• **Tekstfragment**
════════

# Ziektes & Aandoeningen > Keel, neus, oor >  Ik wil mijn stem kwijt

## Gioielli

Deze titel klinkt wellicht wat dramatisch maar ik meen het wel
Ik heb namelijk een hele harde waarschijnlijk ook agressief klinkende stem. Bij telefoongesprekken hoor ik steevast, u hoeft niet zo te schreeuwen of u hoeft niet zo te keer te gaan terwijl ik hele normale vragen stel. Met als gevolg dat ik uiteindelijk wel kwaad wordt omdat het men mij dan blijft verwijten ondanks dat ik uitleg dat ik gewoon een harde stem heb. Blijkbaar maakt het nogal wat agressie in mensen los.Mijn man schaamt zich meestal rot voor mijn stemgeluid blijkbaar ben ik net een brulboei

Uiteindelijk ben ik nu zo gefrustreerd geraakt door al die onterechte verwijten dat ik mijn mond niet meer open durf te trekken en het gezelschap van mensen ontloop. IK wil mensen niet meer lastig vallen met dat blijkbaar vreselijke stemgeluid. De logopedie werkt niet omdat er feitelijk niks aan mijn stem mankeert. Ik ben altijd ook blij als ik verkouden ben en mijn stem kwjt ben.en ik wil dan ook weten hoe ik dat permanent kan bereiken, kan je je aan je stem laten opereren of wat dan ook? Ik heb besloten niet meer te telefoneren en alleen nog middels pen en papier te communiceren ik heb mezelf dus een spreek verbod gegeven om in vredesnaam maar van die verwijten en agressie bij andere mensen af te komen wie weet raad asjeblieft

----------


## mwaf

Hoi Gioielli,

Hoe zie je zo'n operatie voor je? Doorsnijden van je stembanden?? Een operatie aan je 'stem' lijkt me niet de juiste weg om te bewandelen. Ik vraag me ook af of er artsen zijn die je daar mee kunnen/willen helpen. Het moet toch mogelijk zijn om je stem te trainen? Ik denk dan bevoorbeeld aan zanglessen; daarbij leer je je stem te beheersen en op de juiste manier te gebruiken. Je bent echt niet de enige met een hard stemgeluid. Ik kan me wel voorstellen dat je je stem liever niet meer gebruikt om nare opmerkingen te voorkomen. Maar daarbij doe je jezelf geweld aan.

════════

• **Gegevensfragmenten**
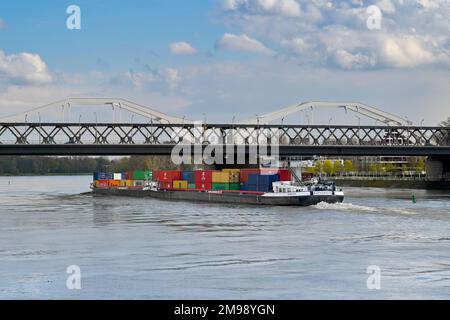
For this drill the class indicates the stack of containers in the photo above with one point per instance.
(285, 174)
(167, 177)
(203, 179)
(260, 182)
(122, 179)
(246, 172)
(189, 176)
(225, 180)
(180, 184)
(101, 179)
(220, 180)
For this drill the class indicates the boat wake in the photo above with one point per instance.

════════

• **Opdrachten**
• A. Typ de passage uit het forumtopic over de harde stem woordelijk over, van "Hoe zie je zo'n" tot en met "jezelf geweld aan.".
• B. Welke zinnen in de reactie van mwaf in het forumtopic over de harde stem eindigen op een vraagteken?
• C. Zet het forumtopic over de harde stem voort, te beginnen na de laatste zin die er staat.

• **Antwoorden per opdracht**
• A.
Hoe zie je zo'n operatie voor je? Doorsnijden van je stembanden?? Een operatie aan je 'stem' lijkt me niet de juiste weg om te bewandelen. Ik vraag me ook af of er artsen zijn die je daar mee kunnen/willen helpen. Het moet toch mogelijk zijn om je stem te trainen? Ik denk dan bevoorbeeld aan zanglessen; daarbij leer je je stem te beheersen en op de juiste manier te gebruiken. Je bent echt niet de enige met een hard stemgeluid. Ik kan me wel voorstellen dat je je stem liever niet meer gebruikt om nare opmerkingen te voorkomen. Maar daarbij doe je jezelf geweld aan.

• B.
- Hoe zie je zo'n operatie voor je?
- Doorsnijden van je stembanden??
- Het moet toch mogelijk zijn om je stem te trainen?

• C.
Je kunt echt leren hoe je zachter kunt praten. Mijn vader was vroeger leraar en hij had zichzelf aangeleerd om hard te praten om iedereen te overstemmen. Thuis en aan de telefoon deed hij dat ook. Heel irritant. Wij hebben daar als gezin iets van gezegd en toen is mijn vader er op gaan letten om zachter te praten. Het gaat niet van de ene dag op de andere, maar het is wel mogelijk om je stem te leren beheersen.

Ik wens je heel veel succes en hoop echt dat je je zwijgen snel gaat verbreken. Je kunt mensen voorlopig ook aan het begin van een gesprek de wind uit de zeilen nemen door te zeggen dat je weet dat je een nogal luide stem hebt, maar dat je het niet kwaad bedoelt. Mensen zullen er dan eerder om glimlachen dan dat ze agressief reageren. Het is rot dat je je min of meer moet verontschuldigen voor iets waar je zo snel nog niks aan kunt doen, maar het is beter dan straks met al je (onuitgesproken) frustraties te worstelen. 

Ik ben niet iemand die makkelijk praten heeft, dan zou ik hier niet op dit forum rond hangen. Ik moet me herhaaldelijk verontschuldigen voor mijn gedrag of juist dingen die ik niet doe omdat ik last heb van chronisch recidiverende depressies die in mijn geval lastig te behandelen zijn. Ik heb daar ook niet om gevraagd, maar kan ook niet van anderen verwachten dat ze aan de buitenkant aan mij zien hoe ik me voel. 

Kop op meid, laat je niet kisten en speur eens rond op internet. Stemtherapie, zangles, ademhalingstherapeuten, misschien wel alternatieve therapeuten. Geef niet op voordat je je mogelijkheden/onmogelijkheden kent!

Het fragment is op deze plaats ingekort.